• Text:
=== Section Start ===
Halfway House In The Future Of St. Kitts And Nevis

SKNIS Photo 2: Calvin Pemberton, project manager, describes the rooms of the Mental Health Day Treatment Centre while Minister of State Phipps and personnel from the Department of Social Services and from Mental health-related institutions look on.

 

 

Basseterre, St. Kitts, July 20, 2016 (SKNIS): The vision for St. Kitts and Nevis is a future with less mentally ill residents walking the streets. due to the construction, outfitting and operation of a Halfway House, which is the second phase of a two-part project which begins with the establishment of a Mental Health Day Treatment Centre that is scheduled to be opened at the end of August this year.

This was revealed by Minister of State, Honourable Senator Wendy Phipps who updated the public on the Government’s provision of mental health services at the Town Hall Meeting held at the Joshua Obadiah Williams Primary School, Molineux.

Senator Phipps, who is Minister of State responsible for the Ministry of Health, explained that lack of funding was the reason that the second phase of the mental health project would not begin immediately following the completion of the Mental Health Day Treatment Centre.

“The next phase which we cannot afford to do immediately is that of a form of a halfway house,” Minister Phipps said, explaining that it would serve people who are well enough and would have graduated out of the Mental Health Day Treatment Centre, but are not quite ready to live on their own.  “Hopefully we can get them into this assisted environment where they can share common spaces, get a job that earns income, so that when the time comes if they wish to go out on their own independently, they can do so.”
=== Section End ===
Dataset records
=== Section Start ===
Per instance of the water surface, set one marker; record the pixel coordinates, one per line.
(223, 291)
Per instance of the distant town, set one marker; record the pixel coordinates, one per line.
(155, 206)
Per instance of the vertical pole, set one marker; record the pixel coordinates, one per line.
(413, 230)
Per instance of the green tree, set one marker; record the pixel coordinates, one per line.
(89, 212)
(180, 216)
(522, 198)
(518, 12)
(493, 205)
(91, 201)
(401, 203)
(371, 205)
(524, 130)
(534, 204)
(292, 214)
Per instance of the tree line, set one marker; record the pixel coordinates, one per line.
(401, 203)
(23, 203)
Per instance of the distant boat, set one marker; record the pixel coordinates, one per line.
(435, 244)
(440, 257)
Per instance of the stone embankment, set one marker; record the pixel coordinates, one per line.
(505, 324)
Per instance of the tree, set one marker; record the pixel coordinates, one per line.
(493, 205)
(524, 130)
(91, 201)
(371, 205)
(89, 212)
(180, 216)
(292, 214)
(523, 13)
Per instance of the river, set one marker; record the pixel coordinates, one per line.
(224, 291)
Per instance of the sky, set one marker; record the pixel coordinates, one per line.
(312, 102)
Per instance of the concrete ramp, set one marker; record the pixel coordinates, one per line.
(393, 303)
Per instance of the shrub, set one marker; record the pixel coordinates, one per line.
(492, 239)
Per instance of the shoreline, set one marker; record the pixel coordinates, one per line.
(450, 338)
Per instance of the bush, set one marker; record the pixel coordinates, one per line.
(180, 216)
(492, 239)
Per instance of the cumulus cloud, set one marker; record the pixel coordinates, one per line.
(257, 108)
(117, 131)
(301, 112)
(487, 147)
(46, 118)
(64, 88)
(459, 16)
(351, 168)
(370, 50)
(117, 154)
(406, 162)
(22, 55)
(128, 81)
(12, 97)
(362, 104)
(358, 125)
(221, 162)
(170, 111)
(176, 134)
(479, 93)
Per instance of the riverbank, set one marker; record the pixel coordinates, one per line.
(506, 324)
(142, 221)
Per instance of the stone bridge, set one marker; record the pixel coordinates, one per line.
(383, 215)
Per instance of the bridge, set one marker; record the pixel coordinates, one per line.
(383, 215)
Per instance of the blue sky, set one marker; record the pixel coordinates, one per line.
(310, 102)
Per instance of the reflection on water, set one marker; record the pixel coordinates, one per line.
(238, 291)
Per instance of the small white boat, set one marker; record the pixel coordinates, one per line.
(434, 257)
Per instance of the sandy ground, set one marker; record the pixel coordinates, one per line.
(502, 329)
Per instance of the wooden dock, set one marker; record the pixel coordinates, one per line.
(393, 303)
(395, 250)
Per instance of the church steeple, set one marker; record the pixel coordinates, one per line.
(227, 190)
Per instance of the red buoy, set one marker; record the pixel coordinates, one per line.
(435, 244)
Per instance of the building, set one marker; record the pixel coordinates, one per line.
=== Section End ===
• Things to do:
1. Set down the passage of the SKNIS article word for word, starting at the words "This was revealed" and ending after the words "Primary School, Molineux.".
2. Answer from the SKNIS article:
(a) When is the Mental Health Day Treatment Centre scheduled to open?
(b) Where was the Town Hall Meeting held?
(c) Why will the second phase of the mental health project not begin right after the Day Treatment Centre is finished?
3. Continue the SKNIS article on the Halfway House from where it stops.

• Answer set:
1.
This was revealed by Minister of State, Honourable Senator Wendy Phipps who updated the public on the Government’s provision of mental health services at the Town Hall Meeting held at the Joshua Obadiah Williams Primary School, Molineux.

2.
(a) At the end of August 2016.
(b) At the Joshua Obadiah Williams Primary School, Molineux.
(c) Because of a lack of funding.

3.
The Day Treatment Centre which is being constructed in Lime Kiln, Basseterre, is a collaborative effort between the Government and the Development Bank, through the Basic Needs Trust Fund.  Senator Phipps outlined that come the end of August all mental cases will not be accommodated in the Centre.  She said that “there is an acute care facility which is the psychiatric ward at JNF, which will still be used for those acute cases.”

“However, the Mental Health Day Treatment Centre will allow us to take up those persons off the street who are none violent, get them into the centre, provide them with a bath, a meal, occupational therapy, and a physical by doctors and nurses who will be on duty,” Minister Phipps said.  “But it also means that we have to have a partnership with families so that at the end of the day, you take your relatives home with you.”

The objective of the occupational therapy, which includes teaching craft-making, reading skills, and farming skills, is that over time persons with mental illnesses will be rehabilitated and return to the general population without causing harm to themselves and their relatives and friends.   The grounds of the almost complete facility includes outdoor spaces such as gazeboes where the patients will be able to learn and carry out their new skills.